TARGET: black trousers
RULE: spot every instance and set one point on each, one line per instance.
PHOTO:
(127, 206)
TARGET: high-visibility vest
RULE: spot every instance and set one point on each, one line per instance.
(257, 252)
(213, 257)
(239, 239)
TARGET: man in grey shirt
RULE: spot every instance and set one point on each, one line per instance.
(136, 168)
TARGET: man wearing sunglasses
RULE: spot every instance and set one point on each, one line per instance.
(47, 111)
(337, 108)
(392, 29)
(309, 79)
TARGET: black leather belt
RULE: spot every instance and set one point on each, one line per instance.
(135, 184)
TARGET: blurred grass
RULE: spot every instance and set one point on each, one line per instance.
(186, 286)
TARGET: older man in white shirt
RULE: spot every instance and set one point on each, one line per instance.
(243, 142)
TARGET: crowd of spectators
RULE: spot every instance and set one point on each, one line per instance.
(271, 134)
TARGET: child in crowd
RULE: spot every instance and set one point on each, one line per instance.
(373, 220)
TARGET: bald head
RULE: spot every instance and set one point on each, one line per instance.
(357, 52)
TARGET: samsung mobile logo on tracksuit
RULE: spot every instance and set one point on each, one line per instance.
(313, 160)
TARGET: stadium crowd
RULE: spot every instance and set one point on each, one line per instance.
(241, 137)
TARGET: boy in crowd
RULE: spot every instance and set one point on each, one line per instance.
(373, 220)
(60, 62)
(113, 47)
---------------
- Task to carry out: Reproduce the entire listing word for word.

- Reply to the task:
TARGET: black trousers
RULE: spot every instance and set one point on each, one line per instance.
PHOTO:
(127, 206)
TARGET: high-visibility vest
RULE: spot every instance and set one point on each, one line per instance.
(257, 252)
(213, 257)
(239, 239)
TARGET: man in grey shirt
RULE: spot every instance and set one point on each, one line per instance.
(136, 168)
TARGET: man wearing sunglasses
RULE: spot every instance and set one point on each, one line per instance.
(47, 111)
(337, 108)
(392, 29)
(309, 79)
TARGET: black leather belt
RULE: spot every instance and set one point on each, one line per instance.
(135, 184)
TARGET: blurred grass
RULE: spot every instance and set one point on each, one line per instance.
(186, 286)
TARGET: older man in white shirt
RULE: spot every instance and set one point on each, one line per instance.
(243, 142)
TARGET: crowd of spectators
RULE: spot every instance and set one point on each, one line per instance.
(271, 134)
TARGET: child in crowd
RULE: spot every instance and set one point on each, one line per instance.
(373, 220)
TARGET: bald head
RULE: spot every instance and set one point on each, one line per instance.
(357, 52)
TARGET: samsung mobile logo on tracksuit
RULE: spot every instance and set one point on each, one line per instance.
(313, 160)
TARGET: stadium crowd
RULE: spot every instance and set one point on each, one line per instance.
(241, 137)
TARGET: boy in crowd
RULE: spot every instance and set one point on each, one line per instance.
(373, 220)
(60, 62)
(113, 47)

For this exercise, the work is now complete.